Written instruction — Rewrite all of the material below as a JSON list of strings, one string per line, with blank lines left out. Leave the pictures out of your answer.
--- BEGIN Provided data ---
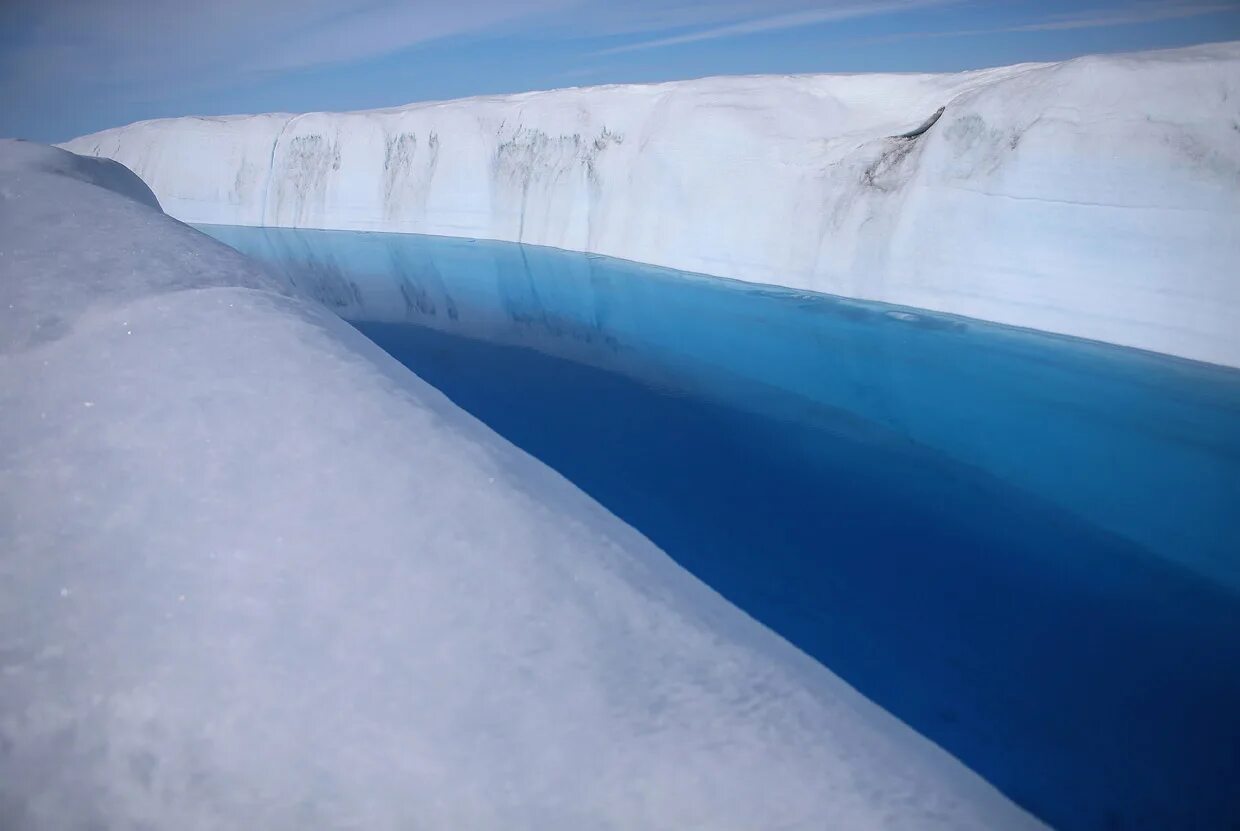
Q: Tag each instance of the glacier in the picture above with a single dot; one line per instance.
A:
(254, 573)
(1096, 197)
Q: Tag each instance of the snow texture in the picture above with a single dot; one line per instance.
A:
(1095, 197)
(253, 573)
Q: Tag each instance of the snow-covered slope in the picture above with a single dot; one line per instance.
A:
(1096, 197)
(253, 573)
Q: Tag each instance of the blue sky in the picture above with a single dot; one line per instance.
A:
(70, 67)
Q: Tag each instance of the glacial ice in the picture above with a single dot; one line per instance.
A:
(253, 573)
(1095, 197)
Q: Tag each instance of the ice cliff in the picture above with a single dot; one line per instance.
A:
(1096, 197)
(254, 573)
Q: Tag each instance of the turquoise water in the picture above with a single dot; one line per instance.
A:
(1024, 546)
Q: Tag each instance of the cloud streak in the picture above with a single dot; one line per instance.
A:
(776, 22)
(1137, 14)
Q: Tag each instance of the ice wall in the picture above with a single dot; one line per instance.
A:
(1095, 197)
(254, 573)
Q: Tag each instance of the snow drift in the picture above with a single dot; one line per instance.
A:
(253, 573)
(1095, 197)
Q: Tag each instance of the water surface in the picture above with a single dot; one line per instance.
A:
(1024, 546)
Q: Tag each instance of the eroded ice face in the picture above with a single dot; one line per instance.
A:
(258, 574)
(996, 535)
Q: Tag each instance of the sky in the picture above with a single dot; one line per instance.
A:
(70, 67)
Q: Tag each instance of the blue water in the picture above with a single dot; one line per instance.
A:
(1024, 546)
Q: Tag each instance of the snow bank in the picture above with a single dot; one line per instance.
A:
(253, 573)
(1095, 197)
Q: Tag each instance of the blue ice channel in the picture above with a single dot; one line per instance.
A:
(1024, 546)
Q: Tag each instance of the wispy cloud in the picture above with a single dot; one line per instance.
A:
(1140, 13)
(783, 21)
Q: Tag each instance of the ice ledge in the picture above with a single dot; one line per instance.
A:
(1095, 197)
(258, 574)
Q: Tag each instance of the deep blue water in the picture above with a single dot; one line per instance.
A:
(1024, 546)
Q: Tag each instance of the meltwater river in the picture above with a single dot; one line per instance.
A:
(1024, 546)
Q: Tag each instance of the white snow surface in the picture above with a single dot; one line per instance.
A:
(256, 574)
(1096, 197)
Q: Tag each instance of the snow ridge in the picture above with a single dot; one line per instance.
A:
(1095, 197)
(254, 573)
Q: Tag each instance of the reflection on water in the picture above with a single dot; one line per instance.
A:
(1023, 546)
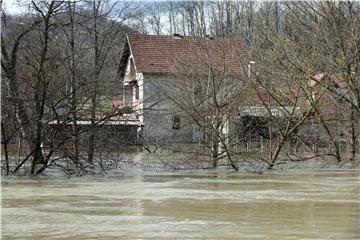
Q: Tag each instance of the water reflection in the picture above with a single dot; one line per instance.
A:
(308, 205)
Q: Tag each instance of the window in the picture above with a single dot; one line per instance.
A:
(176, 122)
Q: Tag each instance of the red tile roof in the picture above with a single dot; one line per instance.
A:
(169, 54)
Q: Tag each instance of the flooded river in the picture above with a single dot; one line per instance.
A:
(316, 205)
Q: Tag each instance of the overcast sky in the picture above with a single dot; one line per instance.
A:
(13, 6)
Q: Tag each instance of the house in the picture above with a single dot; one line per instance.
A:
(150, 64)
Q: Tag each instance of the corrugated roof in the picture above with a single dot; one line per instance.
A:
(169, 54)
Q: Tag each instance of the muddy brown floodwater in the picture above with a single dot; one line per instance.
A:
(316, 205)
--- END Provided data ---
Output —
[
  "Q: Tag each instance of the glacier in the picture above with a single dot; one line per instance.",
  "A:",
  "(254, 573)",
  "(1096, 197)",
  "Q: Tag each instance of the snow texture in the picture above with a single dot; one line per instance.",
  "A:",
  "(1095, 197)",
  "(253, 573)",
  "Q: Tag each instance of the snow-covered slope in the picture above with a single dot; one line per instance.",
  "A:",
  "(1096, 197)",
  "(253, 573)",
  "Q: Tag each instance of the blue sky in the picture above with a single dot; one line per instance.",
  "A:",
  "(70, 67)",
  "Q: Tag each instance of the glacial ice in the picture above with a single dot; one line per instance.",
  "A:",
  "(253, 573)",
  "(1095, 197)",
  "Q: Tag each instance of the ice cliff in the picture above with a single dot; one line per instance.",
  "A:",
  "(1096, 197)",
  "(254, 573)",
  "Q: Tag each instance of the turquoise water in the picture above with a single dot; one line per instance.",
  "A:",
  "(1024, 546)",
  "Q: Tag each instance of the cloud streak in the picture above with a single dot; one line per instance.",
  "A:",
  "(776, 22)",
  "(1137, 14)",
  "Q: Tag each instance of the ice wall in the picture above with a single dot; one line per instance.",
  "A:",
  "(1095, 197)",
  "(254, 573)",
  "Q: Tag each instance of the snow drift in the picture above with a single dot; one line per instance.",
  "A:",
  "(253, 573)",
  "(1095, 197)",
  "Q: Tag each instance of the water surface in the picture above with a single dot; one line per instance.",
  "A:",
  "(1024, 546)",
  "Q: Tag each instance of the eroded ice face in the picture above with a single dot; one line per instance.",
  "A:",
  "(258, 574)",
  "(996, 535)",
  "Q: Tag each instance of the sky in the picture above with a single dot; one line per instance.",
  "A:",
  "(70, 67)",
  "Q: Tag each instance of the blue water in the picture above with a single dot; one line per instance.",
  "A:",
  "(1024, 546)",
  "Q: Tag each instance of the snow bank in the picture above with a single dot; one line per instance.",
  "A:",
  "(253, 573)",
  "(1095, 197)",
  "Q: Tag each instance of the blue ice channel in the picture above with a single dot; one line per instance.",
  "A:",
  "(1024, 546)",
  "Q: Tag each instance of the wispy cloud in the picture above with a single dot; one line per instance.",
  "A:",
  "(1140, 13)",
  "(783, 21)",
  "Q: Tag each instance of the ice ledge in the picture above with a single dot; one line per instance.",
  "A:",
  "(1095, 197)",
  "(258, 574)",
  "Q: Tag each instance of the deep blue water in the picture above with a single dot; one line per instance.",
  "A:",
  "(1024, 546)",
  "Q: Tag each instance of the meltwater river in the picture above with a single dot; one line per instance.",
  "A:",
  "(1024, 546)",
  "Q: Tag each instance of the white snow surface in the picture above with a single dot; one line per instance.",
  "A:",
  "(256, 574)",
  "(1096, 197)",
  "Q: Tag each instance of the snow ridge in the picture above with a single dot; one line per instance.",
  "A:",
  "(1095, 197)",
  "(254, 573)",
  "Q: Tag each instance of the reflection on water in the picture above with a single dot; one line per instance.",
  "A:",
  "(1023, 546)",
  "Q: Tag each instance of the water reflection in the picture above with a single dot; one line per instance.",
  "A:",
  "(308, 205)",
  "Q: Tag each instance of the window in the picture above with a single dot; one line per instance.",
  "A:",
  "(176, 122)",
  "Q: Tag each instance of the red tile roof in the picture above with a single dot; one line per instance.",
  "A:",
  "(169, 54)",
  "Q: Tag each instance of the flooded river in the picture above with a single dot; one line per instance.",
  "A:",
  "(316, 205)",
  "Q: Tag each instance of the overcast sky in the picture above with a single dot; one line per instance.",
  "A:",
  "(13, 6)",
  "Q: Tag each instance of the house in the picture above with a single dot; one line per instance.",
  "A:",
  "(150, 64)",
  "Q: Tag each instance of the corrugated roof in the picture above with a single dot; one line per instance.",
  "A:",
  "(169, 54)",
  "Q: Tag each instance of the muddy brown floodwater in the picture above with a single dot; one line per instance.",
  "A:",
  "(316, 205)"
]